Set task — Extract each line in the data below that contains the string "Mark". Case matters.

↓

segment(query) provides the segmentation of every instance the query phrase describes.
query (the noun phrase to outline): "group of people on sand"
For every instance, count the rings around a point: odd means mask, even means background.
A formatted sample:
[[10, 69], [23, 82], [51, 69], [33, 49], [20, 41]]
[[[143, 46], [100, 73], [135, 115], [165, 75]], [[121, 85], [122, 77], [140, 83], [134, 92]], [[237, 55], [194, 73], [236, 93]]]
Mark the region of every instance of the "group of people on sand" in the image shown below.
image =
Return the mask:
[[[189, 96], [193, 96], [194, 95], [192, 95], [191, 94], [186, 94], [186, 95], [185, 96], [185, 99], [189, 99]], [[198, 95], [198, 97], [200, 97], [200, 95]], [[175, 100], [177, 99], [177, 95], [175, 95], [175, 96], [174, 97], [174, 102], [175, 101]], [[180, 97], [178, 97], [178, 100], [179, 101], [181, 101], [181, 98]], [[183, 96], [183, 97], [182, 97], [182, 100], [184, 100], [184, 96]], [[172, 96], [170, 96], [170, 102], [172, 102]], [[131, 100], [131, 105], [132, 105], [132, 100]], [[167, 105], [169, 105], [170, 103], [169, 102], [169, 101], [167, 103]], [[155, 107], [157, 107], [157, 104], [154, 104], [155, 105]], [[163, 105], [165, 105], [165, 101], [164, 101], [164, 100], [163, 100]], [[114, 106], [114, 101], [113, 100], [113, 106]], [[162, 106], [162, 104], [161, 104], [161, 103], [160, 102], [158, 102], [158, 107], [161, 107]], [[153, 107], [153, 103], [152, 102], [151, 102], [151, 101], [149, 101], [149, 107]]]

↑
↓

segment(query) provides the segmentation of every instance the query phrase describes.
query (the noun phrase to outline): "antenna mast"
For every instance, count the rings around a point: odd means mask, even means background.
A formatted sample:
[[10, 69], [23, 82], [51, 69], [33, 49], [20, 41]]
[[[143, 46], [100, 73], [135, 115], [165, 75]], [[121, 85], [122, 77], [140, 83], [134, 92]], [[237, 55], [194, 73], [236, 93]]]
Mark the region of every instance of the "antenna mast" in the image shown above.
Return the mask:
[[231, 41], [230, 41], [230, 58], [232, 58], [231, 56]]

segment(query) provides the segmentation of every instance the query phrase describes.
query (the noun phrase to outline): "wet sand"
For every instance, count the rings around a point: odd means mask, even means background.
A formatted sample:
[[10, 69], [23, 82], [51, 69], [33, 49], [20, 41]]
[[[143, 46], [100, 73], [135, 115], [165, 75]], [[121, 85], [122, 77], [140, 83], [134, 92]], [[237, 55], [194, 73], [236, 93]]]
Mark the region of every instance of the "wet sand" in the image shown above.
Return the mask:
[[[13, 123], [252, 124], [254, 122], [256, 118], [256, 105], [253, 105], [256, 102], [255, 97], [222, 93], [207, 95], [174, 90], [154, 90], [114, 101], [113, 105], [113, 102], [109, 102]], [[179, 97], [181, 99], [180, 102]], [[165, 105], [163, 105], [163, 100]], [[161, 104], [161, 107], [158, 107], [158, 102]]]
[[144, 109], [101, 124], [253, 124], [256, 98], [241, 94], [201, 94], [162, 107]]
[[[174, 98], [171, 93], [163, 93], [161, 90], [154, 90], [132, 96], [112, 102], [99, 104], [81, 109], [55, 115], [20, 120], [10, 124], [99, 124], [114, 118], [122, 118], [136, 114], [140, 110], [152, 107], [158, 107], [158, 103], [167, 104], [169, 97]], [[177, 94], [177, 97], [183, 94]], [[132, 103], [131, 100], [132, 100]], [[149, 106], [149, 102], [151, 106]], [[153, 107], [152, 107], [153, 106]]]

↑
↓

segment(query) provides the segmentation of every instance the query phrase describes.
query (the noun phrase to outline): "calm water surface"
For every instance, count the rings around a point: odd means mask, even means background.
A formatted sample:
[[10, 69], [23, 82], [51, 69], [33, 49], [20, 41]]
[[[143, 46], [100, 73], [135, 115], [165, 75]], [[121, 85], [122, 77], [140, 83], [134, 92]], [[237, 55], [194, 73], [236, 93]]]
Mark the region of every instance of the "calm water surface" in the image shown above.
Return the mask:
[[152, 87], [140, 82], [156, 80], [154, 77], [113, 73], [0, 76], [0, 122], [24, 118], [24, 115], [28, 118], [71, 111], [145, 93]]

↑

Exercise response —
Mark the region of every instance of the "group of people on sand" in the image shown below.
Mark the region of every instance of the "antenna mast" in the image shown above.
Mark the region of every instance of the "wet sand" in the image shown above.
Mark the region of every instance of the "calm water surface" in the image shown above.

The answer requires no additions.